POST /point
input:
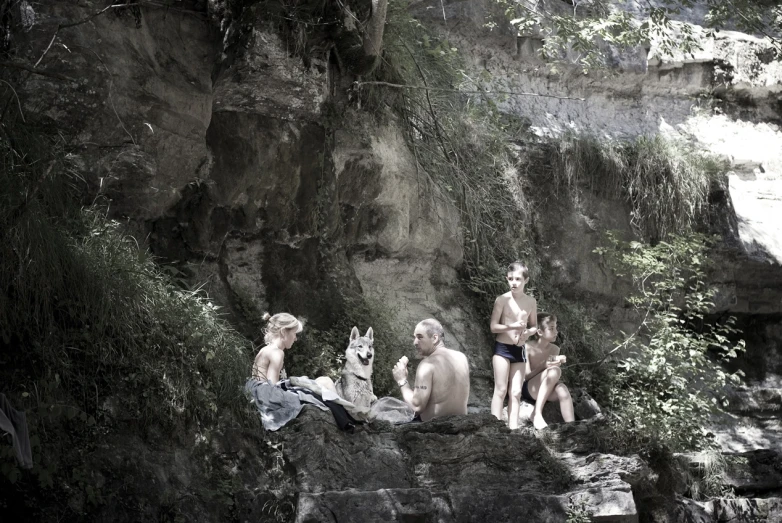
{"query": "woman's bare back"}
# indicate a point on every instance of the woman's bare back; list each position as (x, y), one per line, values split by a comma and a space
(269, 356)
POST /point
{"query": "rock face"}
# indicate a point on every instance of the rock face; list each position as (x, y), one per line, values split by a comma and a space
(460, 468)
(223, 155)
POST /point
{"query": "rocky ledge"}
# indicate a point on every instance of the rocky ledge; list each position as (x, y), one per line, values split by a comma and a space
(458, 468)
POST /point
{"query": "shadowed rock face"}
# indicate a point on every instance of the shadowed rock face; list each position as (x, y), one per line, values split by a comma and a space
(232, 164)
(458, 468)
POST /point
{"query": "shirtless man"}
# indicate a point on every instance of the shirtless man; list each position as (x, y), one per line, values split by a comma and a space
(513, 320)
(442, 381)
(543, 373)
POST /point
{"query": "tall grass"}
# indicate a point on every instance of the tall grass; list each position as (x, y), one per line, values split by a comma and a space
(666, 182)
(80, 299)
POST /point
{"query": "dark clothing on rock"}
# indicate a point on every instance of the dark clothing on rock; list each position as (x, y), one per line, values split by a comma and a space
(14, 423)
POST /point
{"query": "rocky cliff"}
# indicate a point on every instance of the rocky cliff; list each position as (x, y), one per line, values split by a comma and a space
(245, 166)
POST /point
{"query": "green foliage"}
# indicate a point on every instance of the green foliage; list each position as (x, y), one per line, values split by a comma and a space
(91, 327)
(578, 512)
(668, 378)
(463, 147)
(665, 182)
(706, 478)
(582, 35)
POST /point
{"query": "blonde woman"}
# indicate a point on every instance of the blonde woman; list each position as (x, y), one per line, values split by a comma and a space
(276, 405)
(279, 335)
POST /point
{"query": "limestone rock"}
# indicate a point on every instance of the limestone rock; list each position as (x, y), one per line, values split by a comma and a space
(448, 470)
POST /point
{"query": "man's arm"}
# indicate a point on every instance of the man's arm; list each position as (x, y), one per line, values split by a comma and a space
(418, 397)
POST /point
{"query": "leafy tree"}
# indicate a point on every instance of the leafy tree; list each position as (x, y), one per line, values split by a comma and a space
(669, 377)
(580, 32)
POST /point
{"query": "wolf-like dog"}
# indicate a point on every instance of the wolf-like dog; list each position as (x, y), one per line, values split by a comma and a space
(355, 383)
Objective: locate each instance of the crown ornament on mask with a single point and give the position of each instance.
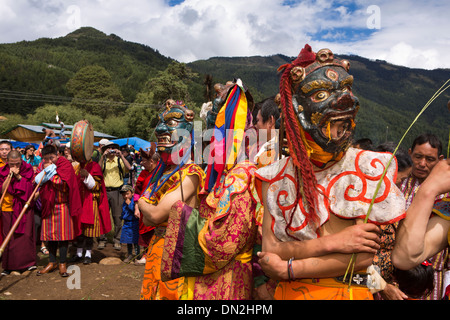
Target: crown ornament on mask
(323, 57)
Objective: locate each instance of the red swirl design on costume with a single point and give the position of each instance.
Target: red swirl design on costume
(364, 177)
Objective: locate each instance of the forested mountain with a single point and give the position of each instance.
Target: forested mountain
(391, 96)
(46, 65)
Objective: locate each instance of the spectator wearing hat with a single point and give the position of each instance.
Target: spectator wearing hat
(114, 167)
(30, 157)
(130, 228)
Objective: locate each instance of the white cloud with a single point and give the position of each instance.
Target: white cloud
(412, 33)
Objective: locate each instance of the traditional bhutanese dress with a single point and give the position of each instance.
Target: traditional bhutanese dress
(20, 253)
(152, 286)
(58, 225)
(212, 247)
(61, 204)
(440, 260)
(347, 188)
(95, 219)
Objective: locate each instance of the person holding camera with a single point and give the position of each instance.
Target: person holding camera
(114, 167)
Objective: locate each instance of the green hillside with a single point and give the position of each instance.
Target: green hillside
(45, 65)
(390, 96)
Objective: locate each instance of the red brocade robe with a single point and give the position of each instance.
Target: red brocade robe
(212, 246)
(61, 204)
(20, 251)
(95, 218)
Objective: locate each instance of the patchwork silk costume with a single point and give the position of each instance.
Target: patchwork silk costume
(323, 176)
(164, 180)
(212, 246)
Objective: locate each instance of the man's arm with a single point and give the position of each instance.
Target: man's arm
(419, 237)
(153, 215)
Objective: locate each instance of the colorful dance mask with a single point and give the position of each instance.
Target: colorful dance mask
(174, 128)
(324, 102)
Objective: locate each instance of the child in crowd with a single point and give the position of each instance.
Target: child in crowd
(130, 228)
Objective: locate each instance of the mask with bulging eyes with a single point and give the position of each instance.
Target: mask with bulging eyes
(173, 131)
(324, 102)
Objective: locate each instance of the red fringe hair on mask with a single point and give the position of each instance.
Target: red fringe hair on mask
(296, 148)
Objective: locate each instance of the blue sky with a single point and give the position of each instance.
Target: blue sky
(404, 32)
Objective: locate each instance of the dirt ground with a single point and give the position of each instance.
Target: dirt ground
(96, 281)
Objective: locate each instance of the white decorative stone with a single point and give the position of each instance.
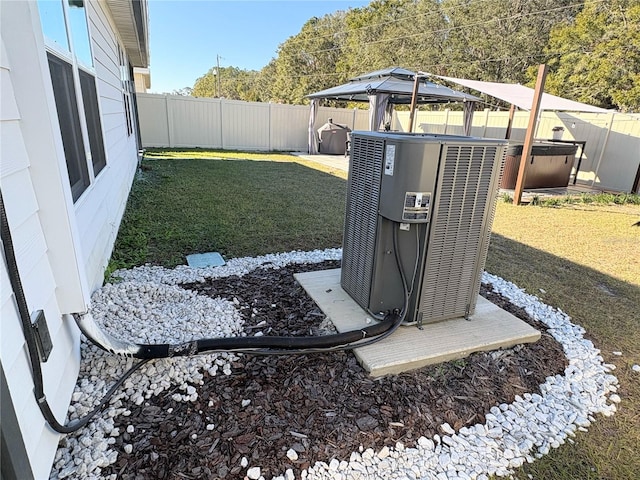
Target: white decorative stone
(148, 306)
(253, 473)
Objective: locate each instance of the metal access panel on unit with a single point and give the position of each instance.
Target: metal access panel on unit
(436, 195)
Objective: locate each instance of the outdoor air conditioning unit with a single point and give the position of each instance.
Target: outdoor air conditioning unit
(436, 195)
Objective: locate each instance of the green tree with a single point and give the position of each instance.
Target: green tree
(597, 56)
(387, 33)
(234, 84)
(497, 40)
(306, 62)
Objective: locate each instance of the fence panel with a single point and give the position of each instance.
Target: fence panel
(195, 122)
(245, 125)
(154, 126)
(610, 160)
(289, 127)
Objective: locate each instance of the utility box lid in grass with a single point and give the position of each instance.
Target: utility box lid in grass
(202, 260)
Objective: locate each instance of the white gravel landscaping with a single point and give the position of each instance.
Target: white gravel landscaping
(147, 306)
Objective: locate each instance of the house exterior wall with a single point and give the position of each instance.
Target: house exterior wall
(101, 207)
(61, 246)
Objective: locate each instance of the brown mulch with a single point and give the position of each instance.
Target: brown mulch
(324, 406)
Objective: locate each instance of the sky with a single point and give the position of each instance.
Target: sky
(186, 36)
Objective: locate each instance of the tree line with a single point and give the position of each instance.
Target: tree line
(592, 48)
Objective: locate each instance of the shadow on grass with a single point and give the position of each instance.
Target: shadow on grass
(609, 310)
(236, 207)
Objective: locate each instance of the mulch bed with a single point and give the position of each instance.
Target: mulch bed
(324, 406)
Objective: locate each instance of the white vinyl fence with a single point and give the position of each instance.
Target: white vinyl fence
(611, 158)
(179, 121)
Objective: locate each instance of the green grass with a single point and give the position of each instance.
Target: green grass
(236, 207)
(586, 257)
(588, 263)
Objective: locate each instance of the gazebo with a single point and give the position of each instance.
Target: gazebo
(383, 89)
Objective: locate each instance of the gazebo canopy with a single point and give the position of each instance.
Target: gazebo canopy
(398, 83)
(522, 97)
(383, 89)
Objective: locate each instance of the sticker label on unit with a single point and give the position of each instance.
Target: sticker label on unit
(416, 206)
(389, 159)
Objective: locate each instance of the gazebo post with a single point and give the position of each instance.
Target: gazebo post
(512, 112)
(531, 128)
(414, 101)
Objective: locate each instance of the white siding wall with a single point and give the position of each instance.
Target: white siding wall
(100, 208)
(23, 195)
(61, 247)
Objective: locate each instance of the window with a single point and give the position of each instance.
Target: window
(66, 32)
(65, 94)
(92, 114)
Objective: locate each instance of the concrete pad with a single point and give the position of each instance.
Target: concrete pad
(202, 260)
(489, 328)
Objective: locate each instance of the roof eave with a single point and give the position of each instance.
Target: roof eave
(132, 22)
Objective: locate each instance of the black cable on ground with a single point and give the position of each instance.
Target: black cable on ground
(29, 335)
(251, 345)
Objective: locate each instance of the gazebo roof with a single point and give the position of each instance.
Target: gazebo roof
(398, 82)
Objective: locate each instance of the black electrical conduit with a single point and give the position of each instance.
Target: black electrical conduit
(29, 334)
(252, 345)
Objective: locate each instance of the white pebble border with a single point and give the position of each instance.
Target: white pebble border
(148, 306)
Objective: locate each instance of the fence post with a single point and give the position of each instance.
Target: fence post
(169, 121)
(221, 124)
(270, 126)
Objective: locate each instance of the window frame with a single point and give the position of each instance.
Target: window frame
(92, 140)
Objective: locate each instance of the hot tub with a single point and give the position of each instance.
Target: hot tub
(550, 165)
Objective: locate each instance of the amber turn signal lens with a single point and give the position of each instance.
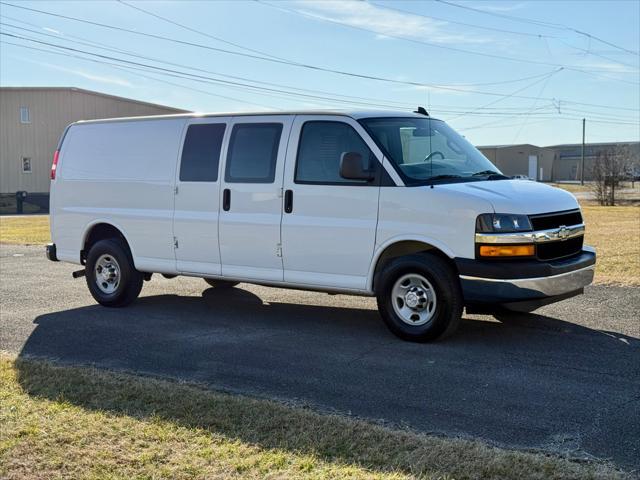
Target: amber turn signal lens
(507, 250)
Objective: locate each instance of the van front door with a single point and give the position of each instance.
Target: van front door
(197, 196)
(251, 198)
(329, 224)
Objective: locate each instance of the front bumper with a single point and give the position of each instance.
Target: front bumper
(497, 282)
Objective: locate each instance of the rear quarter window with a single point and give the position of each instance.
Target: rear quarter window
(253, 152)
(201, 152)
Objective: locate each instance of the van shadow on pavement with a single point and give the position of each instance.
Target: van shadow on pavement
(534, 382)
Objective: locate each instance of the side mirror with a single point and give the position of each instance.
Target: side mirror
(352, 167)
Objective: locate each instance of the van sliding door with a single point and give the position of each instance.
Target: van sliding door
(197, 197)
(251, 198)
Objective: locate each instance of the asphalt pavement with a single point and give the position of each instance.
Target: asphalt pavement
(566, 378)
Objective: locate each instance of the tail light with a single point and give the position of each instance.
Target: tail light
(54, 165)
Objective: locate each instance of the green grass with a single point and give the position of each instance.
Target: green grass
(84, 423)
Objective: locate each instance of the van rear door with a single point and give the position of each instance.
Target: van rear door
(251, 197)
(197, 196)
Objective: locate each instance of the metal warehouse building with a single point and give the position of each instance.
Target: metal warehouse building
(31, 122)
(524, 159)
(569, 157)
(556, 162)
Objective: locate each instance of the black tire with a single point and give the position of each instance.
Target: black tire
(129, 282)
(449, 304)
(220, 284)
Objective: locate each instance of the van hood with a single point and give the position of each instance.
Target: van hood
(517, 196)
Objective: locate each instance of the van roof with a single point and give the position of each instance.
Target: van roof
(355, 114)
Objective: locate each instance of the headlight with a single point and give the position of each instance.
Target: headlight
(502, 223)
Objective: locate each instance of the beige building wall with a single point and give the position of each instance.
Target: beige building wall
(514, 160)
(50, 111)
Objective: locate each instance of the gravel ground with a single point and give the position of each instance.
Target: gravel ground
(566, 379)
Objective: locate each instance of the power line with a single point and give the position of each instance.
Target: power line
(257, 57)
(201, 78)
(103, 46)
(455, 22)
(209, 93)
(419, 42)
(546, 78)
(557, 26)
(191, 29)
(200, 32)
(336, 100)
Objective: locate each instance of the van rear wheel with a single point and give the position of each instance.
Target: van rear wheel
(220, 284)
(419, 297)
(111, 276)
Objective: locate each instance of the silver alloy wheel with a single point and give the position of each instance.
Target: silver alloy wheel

● ● ● ●

◆ **EXERCISE GOAL**: Please copy out each line of the material that contains the string "silver".

◆ **RESULT**:
Objective: locate each instance of the silver alloy wheel with a single point and give the position of each instance.
Target: silver alloy wheel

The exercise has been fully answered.